### Problem requirements
A faithful copy of all the data below, please; leave no line out.

Point-per-instance localization data:
—————
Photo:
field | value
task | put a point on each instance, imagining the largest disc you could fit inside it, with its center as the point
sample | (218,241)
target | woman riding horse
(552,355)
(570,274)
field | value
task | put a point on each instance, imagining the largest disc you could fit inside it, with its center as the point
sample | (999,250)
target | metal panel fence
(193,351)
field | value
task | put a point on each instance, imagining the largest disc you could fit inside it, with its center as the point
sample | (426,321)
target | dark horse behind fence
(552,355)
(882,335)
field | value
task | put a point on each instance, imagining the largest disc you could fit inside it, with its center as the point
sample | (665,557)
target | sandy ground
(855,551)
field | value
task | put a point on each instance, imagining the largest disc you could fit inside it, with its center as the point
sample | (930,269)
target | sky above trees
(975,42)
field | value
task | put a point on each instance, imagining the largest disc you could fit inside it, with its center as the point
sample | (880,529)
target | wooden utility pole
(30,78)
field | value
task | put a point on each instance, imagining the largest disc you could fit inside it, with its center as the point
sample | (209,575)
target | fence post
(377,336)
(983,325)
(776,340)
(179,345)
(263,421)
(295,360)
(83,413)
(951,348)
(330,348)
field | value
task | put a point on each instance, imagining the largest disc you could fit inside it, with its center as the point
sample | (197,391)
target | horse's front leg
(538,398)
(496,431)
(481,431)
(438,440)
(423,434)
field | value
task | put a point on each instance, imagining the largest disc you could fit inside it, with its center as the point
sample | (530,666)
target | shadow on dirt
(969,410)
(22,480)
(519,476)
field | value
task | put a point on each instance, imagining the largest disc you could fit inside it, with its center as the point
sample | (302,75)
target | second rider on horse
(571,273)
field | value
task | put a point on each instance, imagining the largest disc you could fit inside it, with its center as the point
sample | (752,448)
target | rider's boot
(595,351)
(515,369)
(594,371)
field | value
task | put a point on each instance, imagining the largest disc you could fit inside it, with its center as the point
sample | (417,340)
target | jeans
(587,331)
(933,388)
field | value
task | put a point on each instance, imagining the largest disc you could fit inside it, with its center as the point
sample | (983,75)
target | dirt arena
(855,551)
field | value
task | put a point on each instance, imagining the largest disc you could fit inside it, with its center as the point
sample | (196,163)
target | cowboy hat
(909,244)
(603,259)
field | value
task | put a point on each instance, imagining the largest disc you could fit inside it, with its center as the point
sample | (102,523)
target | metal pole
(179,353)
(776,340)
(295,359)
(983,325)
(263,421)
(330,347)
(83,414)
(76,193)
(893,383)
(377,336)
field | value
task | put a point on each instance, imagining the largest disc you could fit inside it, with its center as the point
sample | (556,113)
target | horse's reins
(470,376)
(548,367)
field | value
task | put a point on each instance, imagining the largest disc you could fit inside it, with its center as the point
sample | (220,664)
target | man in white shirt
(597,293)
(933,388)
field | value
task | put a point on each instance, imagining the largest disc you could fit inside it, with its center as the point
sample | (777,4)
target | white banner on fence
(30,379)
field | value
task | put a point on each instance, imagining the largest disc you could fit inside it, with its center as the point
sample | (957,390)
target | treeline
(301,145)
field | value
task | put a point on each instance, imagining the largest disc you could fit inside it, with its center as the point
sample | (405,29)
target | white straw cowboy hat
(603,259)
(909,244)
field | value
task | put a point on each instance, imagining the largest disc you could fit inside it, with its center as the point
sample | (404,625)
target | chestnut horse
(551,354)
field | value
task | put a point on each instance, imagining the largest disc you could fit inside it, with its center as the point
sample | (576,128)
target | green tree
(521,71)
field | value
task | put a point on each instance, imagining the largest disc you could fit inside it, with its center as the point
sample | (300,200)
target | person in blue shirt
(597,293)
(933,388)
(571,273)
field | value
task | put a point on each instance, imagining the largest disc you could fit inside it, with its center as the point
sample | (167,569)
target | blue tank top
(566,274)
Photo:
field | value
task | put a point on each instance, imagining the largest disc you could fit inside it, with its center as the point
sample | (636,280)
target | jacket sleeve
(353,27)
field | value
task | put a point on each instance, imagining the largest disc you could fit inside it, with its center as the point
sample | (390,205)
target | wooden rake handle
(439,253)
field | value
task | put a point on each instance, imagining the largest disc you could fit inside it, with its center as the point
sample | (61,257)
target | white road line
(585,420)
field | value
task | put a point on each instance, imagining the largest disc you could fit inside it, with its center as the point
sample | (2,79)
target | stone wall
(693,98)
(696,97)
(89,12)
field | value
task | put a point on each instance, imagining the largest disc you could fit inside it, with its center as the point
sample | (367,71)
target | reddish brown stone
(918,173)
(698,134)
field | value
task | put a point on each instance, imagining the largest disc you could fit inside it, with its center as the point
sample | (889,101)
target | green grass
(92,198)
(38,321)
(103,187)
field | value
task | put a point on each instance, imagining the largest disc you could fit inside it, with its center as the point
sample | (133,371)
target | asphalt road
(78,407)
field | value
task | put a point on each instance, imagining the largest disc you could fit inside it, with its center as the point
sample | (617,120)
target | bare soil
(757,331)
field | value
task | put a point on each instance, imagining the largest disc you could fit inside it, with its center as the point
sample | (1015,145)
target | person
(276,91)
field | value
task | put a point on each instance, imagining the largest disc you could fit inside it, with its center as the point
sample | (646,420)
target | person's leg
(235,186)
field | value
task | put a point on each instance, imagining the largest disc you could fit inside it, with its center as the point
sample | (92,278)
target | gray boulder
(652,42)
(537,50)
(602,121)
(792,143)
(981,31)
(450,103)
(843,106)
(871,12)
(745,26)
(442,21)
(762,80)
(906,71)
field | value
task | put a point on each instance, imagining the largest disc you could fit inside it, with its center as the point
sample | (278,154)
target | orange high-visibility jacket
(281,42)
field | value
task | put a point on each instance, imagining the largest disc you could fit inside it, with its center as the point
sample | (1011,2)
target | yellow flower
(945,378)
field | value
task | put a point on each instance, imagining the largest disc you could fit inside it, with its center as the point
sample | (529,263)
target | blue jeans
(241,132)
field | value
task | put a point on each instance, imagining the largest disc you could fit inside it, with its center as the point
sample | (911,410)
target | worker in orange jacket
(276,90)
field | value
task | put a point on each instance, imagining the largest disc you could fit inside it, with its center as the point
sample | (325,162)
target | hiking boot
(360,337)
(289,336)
—————
### Answer section
Photo:
field | value
task | put a point on each instance, imagining the largest disc you could fit inside it, with its center as the point
sample | (218,241)
target | woman riding horse
(552,355)
(570,274)
field | value
task | put a point on each instance, imagining the largest disc you could fit inside it, with its center as the point
sample | (999,250)
target | metal panel fence
(193,351)
field | value
task | put a point on each instance, imagining the largest disc you could fit inside it, with its center as the point
sample | (426,321)
target | dark horse behind fence
(552,355)
(882,335)
field | value
task | put a point on each instance, imagining the largest disc you could fit inside it, with its center as the point
sample | (665,557)
target | sandy ground
(855,551)
field | value
task | put a point on each instance, imagining the largest disc you could fit inside it, with its center as the point
sample | (930,269)
target | sky above trees
(975,42)
field | value
task | put a point on each instance, imagining the largest disc you could fit inside it, with its center as the point
sample | (880,529)
target | wooden utility pole
(30,78)
field | value
task | put a point on each instance, imagining the largest disc you could fit inside it, with its center as the point
sample | (209,575)
target | fence post
(377,336)
(983,325)
(776,340)
(179,345)
(263,421)
(295,360)
(83,413)
(951,348)
(330,348)
field | value
task | put a point on each instance, imagining the largest disc you could fit inside it, with its center as the point
sample | (197,391)
target | horse's front leg
(538,398)
(496,431)
(481,431)
(438,440)
(423,434)
field | value
task | put a point on each instance, imagining the largest disc you could fit inside it, with its center as the point
sample | (530,666)
target | shadow on dirt
(969,410)
(22,480)
(519,476)
field | value
task | put a point on each instance, imagining the largest disc you could fit inside it, with its center as the point
sample | (302,75)
target | second rider on horse
(571,273)
field | value
task | put a point on each instance, imagining the largest disc you could fit inside it, with its center as the point
sample | (752,448)
target | rider's boot
(595,351)
(515,369)
(594,371)
field | value
task | put a point on each instance, imagining the largest disc you could fit inside it, with its center as the point
sample | (417,340)
target | jeans
(587,331)
(933,388)
field | value
task | put a point on each instance, imagining the largest disc you could fit inside it, with its center as the point
sample | (983,75)
target | dirt arena
(855,551)
field | value
task | put a point on each instance, imagining the largest disc you could fit inside it, with its center as the point
sample | (196,163)
target | cowboy hat
(909,244)
(603,259)
field | value
task | put a point on each instance, imagining the largest disc you could fit inside it, with its center as the point
sample | (102,523)
target | metal pole
(179,353)
(776,340)
(295,359)
(983,325)
(263,421)
(330,347)
(83,414)
(76,193)
(893,383)
(377,336)
field | value
task | put a point on each instance, imagining the largest disc you could fit inside it, with its center as the point
sample | (556,113)
target | horse's reins
(470,376)
(548,367)
field | value
task | put a point on each instance, imagining the largest disc you could fit inside it, with its center as the point
sample | (220,664)
target | man in white shirt
(597,293)
(933,388)
field | value
task | put a point on each instance, imagining the largest disc you could fit inside it, with its center as the point
sample | (777,4)
target | white banner on fence
(30,379)
field | value
task | put a point on each instance, imagining the largest disc you could fit inside it, with its center as the point
sample | (957,390)
target | treeline
(301,145)
field | value
task | put a point on each instance, imagining the largest disc you could fit inside it, with its center as the point
sample | (405,29)
target | white straw cowboy hat
(603,259)
(909,244)
field | value
task | put a point on each instance, imagining the largest disc you could fit inside it, with its center as the point
sample | (404,625)
target | chestnut horse
(551,354)
field | value
task | put a point on each instance, imagining the largest disc you could fit inside it, with its center as the point
sample | (576,128)
target | green tree
(521,71)
field | value
task | put a point on each instance, imagining the largest disc you could fit inside it, with its center as the point
sample | (300,200)
target | person in blue shirt
(597,293)
(933,388)
(571,273)
field | value
task | put a point on each instance, imagining the largest disc you could fit inside it, with its center as the point
sample | (167,569)
target | blue tank top
(566,274)
Photo:
field | value
task | put a point on each instance, imagining the largest disc you could fit inside it, with its center as the point
sample | (636,280)
target | jacket sleeve
(353,27)
field | value
task | put a point on each instance, imagining the largest disc you could fit inside it, with its center as the point
sample | (390,205)
target | wooden rake handle
(439,253)
field | value
task | put a point on each instance, imagining the largest disc you could fit inside it, with its center as the point
sample | (61,257)
target | white road line
(585,420)
field | value
task | put a point on each instance, imagining the largest disc you could fit inside it, with its center as the point
sample | (2,79)
target | stone wall
(693,98)
(696,97)
(89,12)
field | value
task | put a point on each instance, imagining the largest disc you could fit inside it, with its center as the point
sample | (367,71)
target | reddish brown stone
(918,173)
(698,134)
field | value
task | put a point on each instance, imagining the largest disc you could fit inside it, with its center as the point
sample | (889,101)
target | green grass
(92,198)
(38,321)
(103,187)
field | value
task | put a point on each instance, imagining the largest disc you could fit inside it, with its center as the point
sample | (133,371)
target | asphalt road
(78,407)
field | value
task | put a point on each instance, imagining the largest disc you could fit inside it, with its center as the point
sample | (617,120)
target | bare soil
(757,331)
field | value
task | put a point on each instance, imagining the largest disc you could fit inside it, with its center as the point
sample | (1015,145)
target | person
(276,91)
field | value
task | put a point on each instance, imagining the largest disc you could fit inside it, with its center as the point
sample | (646,420)
target | person's leg
(235,186)
field | value
task | put a point on each instance, imagining the largest disc you could fit inside it, with its center as the point
sample | (92,278)
target | gray boulder
(652,42)
(537,50)
(602,121)
(792,143)
(981,31)
(450,103)
(843,106)
(871,12)
(745,26)
(442,21)
(762,80)
(906,71)
field | value
task | put a point on each instance, imagining the largest disc you could fit inside it, with its center as the point
sample | (278,154)
target | orange high-visibility jacket
(281,42)
field | value
task | put a point on each instance, imagining the largest disc you could fit inside it, with its center as the point
sample | (1011,2)
target | yellow flower
(945,378)
field | value
task | put a point on each instance, imagining the largest disc you could fit inside it, with its center as the point
sample | (529,263)
target | blue jeans
(241,132)
field | value
task | put a point on each instance, imagining the largest disc you could fit inside it, with its center as the point
sample | (911,410)
target | worker in orange jacket
(276,90)
field | value
task | put a point on each instance, imagining the largest disc you could fit inside it, with its center as the point
sample | (325,162)
target | hiking boot
(360,337)
(289,336)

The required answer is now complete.